### Data
----
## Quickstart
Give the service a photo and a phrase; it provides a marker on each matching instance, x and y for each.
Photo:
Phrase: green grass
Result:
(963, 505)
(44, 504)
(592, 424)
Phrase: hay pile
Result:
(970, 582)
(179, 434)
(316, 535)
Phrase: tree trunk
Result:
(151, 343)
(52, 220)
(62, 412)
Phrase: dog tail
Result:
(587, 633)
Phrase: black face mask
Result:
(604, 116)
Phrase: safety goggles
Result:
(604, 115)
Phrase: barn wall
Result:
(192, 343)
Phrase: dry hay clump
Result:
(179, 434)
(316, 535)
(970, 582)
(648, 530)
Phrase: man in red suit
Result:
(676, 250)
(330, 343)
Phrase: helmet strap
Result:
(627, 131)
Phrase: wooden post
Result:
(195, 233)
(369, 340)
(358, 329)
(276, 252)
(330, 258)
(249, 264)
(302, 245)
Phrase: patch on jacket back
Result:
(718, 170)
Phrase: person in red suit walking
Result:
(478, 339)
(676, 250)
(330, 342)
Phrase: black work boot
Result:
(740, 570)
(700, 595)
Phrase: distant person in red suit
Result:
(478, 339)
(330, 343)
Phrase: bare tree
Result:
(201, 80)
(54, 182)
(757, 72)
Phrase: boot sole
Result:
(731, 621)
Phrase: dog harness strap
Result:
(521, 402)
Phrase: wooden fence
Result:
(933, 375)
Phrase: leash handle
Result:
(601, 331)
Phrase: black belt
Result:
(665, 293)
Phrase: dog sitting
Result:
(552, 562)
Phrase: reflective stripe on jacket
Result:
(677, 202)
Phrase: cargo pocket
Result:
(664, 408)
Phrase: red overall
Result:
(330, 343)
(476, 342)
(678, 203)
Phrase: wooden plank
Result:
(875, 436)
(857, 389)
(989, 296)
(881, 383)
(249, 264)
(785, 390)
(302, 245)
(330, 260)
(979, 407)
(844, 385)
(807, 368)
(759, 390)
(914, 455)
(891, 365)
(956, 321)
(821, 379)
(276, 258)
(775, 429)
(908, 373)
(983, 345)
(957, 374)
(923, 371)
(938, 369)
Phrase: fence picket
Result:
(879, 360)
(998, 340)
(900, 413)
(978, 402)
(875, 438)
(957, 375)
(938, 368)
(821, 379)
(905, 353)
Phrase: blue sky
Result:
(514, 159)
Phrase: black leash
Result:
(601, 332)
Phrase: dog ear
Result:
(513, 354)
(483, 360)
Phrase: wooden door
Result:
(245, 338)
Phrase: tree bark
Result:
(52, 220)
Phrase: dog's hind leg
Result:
----
### Work request
Write out word for word every line from the one containing "Phrase: blue sky" through the last line of the data, and no other line.

### Worked solution
Phrase: blue sky
Result:
(514, 159)
Phrase: black leash
Result:
(601, 332)
Phrase: dog ear
Result:
(513, 354)
(483, 360)
Phrase: wooden door
Result:
(245, 338)
Phrase: tree bark
Result:
(52, 220)
Phrase: dog's hind leg
Result:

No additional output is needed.